## Task brief
Word by word and line by line, write out all of the records.

(Region pointing data)
--------------------------------------------------

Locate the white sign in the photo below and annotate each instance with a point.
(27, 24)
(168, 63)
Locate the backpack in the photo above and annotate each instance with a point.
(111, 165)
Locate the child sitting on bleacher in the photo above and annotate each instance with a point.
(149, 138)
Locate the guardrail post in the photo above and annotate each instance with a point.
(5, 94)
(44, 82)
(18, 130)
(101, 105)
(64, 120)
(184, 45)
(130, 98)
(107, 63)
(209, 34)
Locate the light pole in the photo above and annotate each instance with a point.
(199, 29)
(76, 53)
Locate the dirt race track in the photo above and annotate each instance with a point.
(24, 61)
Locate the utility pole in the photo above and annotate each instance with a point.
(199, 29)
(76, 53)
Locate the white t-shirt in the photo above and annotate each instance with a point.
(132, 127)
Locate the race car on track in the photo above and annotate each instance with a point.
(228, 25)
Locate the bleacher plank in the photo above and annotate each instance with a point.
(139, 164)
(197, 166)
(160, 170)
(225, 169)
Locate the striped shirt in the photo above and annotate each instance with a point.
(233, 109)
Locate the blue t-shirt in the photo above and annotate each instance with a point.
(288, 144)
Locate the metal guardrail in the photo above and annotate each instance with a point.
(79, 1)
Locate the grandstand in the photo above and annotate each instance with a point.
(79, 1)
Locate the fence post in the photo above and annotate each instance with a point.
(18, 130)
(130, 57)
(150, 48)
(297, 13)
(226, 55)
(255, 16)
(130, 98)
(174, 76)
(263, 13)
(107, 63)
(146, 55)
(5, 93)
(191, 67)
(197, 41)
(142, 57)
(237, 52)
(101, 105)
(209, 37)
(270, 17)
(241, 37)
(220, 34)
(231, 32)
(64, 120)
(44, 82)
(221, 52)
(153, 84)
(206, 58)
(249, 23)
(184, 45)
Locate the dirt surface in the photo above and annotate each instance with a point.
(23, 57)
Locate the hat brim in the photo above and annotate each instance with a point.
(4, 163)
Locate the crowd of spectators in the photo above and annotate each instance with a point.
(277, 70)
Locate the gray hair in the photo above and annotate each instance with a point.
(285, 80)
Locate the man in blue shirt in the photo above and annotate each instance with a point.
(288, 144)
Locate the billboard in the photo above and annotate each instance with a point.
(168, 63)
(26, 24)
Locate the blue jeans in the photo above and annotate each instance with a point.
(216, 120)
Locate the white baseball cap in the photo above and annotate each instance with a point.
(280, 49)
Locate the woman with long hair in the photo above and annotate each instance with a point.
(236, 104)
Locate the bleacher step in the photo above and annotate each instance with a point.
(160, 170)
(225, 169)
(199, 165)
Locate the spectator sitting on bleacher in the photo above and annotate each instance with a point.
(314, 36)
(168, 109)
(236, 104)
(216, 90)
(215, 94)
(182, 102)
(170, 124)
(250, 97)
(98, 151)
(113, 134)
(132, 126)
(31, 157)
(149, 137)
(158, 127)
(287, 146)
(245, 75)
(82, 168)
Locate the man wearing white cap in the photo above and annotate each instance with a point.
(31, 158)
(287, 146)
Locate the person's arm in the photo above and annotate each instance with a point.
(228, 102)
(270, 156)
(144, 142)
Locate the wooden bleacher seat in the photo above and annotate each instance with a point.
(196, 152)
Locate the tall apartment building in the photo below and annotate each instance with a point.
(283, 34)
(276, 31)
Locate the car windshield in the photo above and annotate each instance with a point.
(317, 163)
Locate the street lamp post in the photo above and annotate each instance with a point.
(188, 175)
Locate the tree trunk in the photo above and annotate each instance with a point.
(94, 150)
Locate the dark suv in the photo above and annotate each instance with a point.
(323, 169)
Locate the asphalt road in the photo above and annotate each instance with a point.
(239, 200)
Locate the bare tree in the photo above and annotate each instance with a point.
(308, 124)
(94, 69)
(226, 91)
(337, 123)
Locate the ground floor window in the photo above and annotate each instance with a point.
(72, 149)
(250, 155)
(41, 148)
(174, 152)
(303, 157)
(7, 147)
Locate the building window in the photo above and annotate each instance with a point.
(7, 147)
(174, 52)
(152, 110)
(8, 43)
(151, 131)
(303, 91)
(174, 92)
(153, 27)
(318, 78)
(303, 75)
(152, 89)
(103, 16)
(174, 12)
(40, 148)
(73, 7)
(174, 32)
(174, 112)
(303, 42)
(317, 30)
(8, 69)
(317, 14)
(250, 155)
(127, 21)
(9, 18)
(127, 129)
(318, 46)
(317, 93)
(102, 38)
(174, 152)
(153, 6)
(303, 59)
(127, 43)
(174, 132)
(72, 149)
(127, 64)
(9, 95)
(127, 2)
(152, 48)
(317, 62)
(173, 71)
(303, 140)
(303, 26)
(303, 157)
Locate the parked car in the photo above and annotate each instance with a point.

--------------------------------------------------

## Result of the task
Locate the white sign in the photo below and annotate each instance with a point.
(27, 24)
(168, 63)
Locate the backpack in the photo above and annotate each instance with a point.
(111, 165)
Locate the child sitting on bleacher in the photo above and annotate each instance with a point.
(149, 138)
Locate the guardrail post in the photo above and annotate each instance with a point.
(5, 94)
(44, 82)
(18, 130)
(101, 105)
(64, 120)
(184, 45)
(130, 98)
(107, 63)
(209, 34)
Locate the light pole in the photo above and annotate each instance with a point.
(199, 29)
(76, 53)
Locate the dirt race track in the photo above and annotate each instance with a point.
(24, 61)
Locate the utility pole in the photo above and annotate each instance with a point.
(199, 29)
(76, 53)
Locate the white t-shirt in the photo above and annotate each instance with a point.
(132, 127)
Locate the race car on track in the photo above and annotate each instance with a point.
(228, 25)
Locate the bleacher plank in the photo above and annotate each instance with a point.
(139, 164)
(197, 166)
(160, 170)
(225, 169)
Locate the striped shirt in the photo above and annotate each instance with a point.
(233, 109)
Locate the blue t-shirt in the photo above and annotate each instance with a point.
(288, 144)
Locate the metal guardrail in the photo above and annotate each instance with a point.
(79, 1)
Locate the grandstand in the photo above and annotate each instance with a point.
(79, 1)
Locate the fence post in the photo above and annotate each instance with a point.
(18, 130)
(130, 57)
(150, 48)
(297, 13)
(226, 55)
(255, 16)
(130, 98)
(174, 76)
(263, 13)
(107, 63)
(146, 55)
(5, 93)
(191, 67)
(197, 41)
(142, 57)
(237, 52)
(101, 105)
(209, 37)
(270, 17)
(241, 37)
(220, 34)
(231, 32)
(64, 120)
(44, 82)
(221, 52)
(153, 84)
(206, 58)
(249, 23)
(184, 45)
Locate the dirt surface in the photo above and annotate each instance with a point.
(23, 57)
Locate the hat brim in the photo above and annotate each instance with a point.
(4, 163)
Locate the crowd of spectators in the photo above and annotate each instance with a point.
(277, 70)
Locate the gray hair in the photo above and annotate each instance with a point.
(285, 80)
Locate the man in blue shirt in the photo above and annotate each instance with a point.
(288, 144)
Locate the billboard in the photo above and annotate each instance with a point.
(168, 63)
(26, 24)
Locate the blue jeans in the photo above and annotate each instance with a point.
(216, 120)
Locate the white baseball cap in the photo above and annotate each instance with a point.
(280, 49)
Locate the woman with long hair in the photo above and annotate each instance with a point.
(236, 104)
Locate the bleacher step in the photo above and annotate each instance with a point.
(160, 170)
(225, 169)
(199, 165)
Locate the spectator sitting on bleacher in the photo above and annotate each instance with a point.
(314, 36)
(168, 109)
(236, 104)
(216, 90)
(215, 94)
(182, 102)
(170, 124)
(250, 97)
(98, 151)
(113, 134)
(132, 126)
(31, 157)
(149, 137)
(158, 127)
(287, 146)
(245, 75)
(82, 168)
Locate the man wearing white cap in the photo above and annotate each instance with a point.
(31, 158)
(287, 146)
Locate the person's arm in the photo above and annotate each instance with a point.
(228, 102)
(270, 156)
(144, 142)
Locate the wooden bleacher seat in the photo above and annotate each instance with a point.
(196, 152)
Locate the tall apartment building in the photo below and annotate each instance with a point.
(283, 34)
(276, 31)
Locate the car windshield in the photo above and annotate each instance with a point.
(317, 163)
Locate the street lamp post in the photo above and annotate each instance with a point.
(188, 175)
Locate the tree trunk in the photo above and annotate each instance with a point.
(94, 150)
Locate the dark suv in the photo above and annotate each instance with a point.
(323, 169)
Locate the asphalt road in the photo above and annotate each instance with a point.
(239, 200)
Locate the bare tree in the photo above and annotate each instance with a point.
(308, 124)
(94, 69)
(226, 91)
(337, 123)
Locate the ground floor window in the photo above and annotate each instance with a point.
(72, 149)
(250, 155)
(41, 148)
(174, 152)
(303, 157)
(7, 147)
Locate the building window in the photo above and annotate each instance with a point.
(7, 147)
(174, 52)
(152, 110)
(8, 43)
(151, 131)
(303, 91)
(174, 92)
(153, 27)
(318, 78)
(303, 75)
(152, 89)
(103, 16)
(174, 12)
(40, 148)
(73, 7)
(174, 32)
(174, 112)
(303, 42)
(317, 30)
(8, 69)
(317, 14)
(250, 155)
(127, 21)
(9, 18)
(127, 129)
(318, 46)
(317, 93)
(102, 38)
(174, 152)
(153, 6)
(303, 59)
(127, 43)
(174, 132)
(72, 149)
(127, 64)
(9, 95)
(127, 2)
(152, 48)
(317, 62)
(173, 71)
(303, 140)
(303, 26)
(303, 157)
Locate the parked car in the photo above and annotate each instance with a point.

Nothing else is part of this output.